Rename "vertices" to "corner points" in the stretch from the start of the material through the line containing "Target: thick tree trunk". Give back only those lines, with nothing else changed.

------------------------------------------------

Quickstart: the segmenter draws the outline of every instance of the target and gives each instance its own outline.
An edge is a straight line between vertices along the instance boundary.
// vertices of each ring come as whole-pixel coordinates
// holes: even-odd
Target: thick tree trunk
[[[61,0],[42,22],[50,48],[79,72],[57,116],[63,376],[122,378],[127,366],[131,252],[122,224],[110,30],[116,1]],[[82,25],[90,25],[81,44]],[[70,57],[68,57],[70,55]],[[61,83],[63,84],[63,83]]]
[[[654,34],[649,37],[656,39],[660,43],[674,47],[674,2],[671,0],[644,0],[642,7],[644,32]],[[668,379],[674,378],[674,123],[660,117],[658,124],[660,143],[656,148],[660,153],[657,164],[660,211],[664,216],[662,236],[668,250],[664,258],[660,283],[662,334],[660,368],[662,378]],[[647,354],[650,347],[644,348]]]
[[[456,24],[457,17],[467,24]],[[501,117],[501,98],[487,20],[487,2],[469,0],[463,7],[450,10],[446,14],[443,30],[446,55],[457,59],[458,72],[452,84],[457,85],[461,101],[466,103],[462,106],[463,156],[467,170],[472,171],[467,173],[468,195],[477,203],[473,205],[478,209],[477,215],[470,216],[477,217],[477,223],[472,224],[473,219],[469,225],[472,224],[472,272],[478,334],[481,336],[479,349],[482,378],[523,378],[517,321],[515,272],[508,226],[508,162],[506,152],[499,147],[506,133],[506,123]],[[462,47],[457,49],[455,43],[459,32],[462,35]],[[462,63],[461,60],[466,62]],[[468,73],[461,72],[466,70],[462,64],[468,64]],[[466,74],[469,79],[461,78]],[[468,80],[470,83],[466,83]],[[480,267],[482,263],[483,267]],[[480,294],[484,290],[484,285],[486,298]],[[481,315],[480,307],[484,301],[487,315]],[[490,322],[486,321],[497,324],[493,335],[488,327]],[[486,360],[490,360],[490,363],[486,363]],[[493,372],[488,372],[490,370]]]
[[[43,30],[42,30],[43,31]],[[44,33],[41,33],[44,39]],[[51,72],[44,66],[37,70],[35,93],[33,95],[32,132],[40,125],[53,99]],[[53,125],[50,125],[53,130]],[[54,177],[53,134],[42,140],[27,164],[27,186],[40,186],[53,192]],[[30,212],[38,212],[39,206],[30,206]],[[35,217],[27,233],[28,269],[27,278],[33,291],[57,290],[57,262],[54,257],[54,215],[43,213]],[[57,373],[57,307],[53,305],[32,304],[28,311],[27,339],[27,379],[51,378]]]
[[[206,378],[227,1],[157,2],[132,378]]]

------------------------------------------------

> CORRECT OUTPUT:
Quickstart: the segmenter draws the outline of every instance of the target and gives each instance its own outline.
An edge is a straight line between corner points along the instance boundary.
// corner points of each ring come as whole-pixel coordinates
// holes: even-odd
Target: thick tree trunk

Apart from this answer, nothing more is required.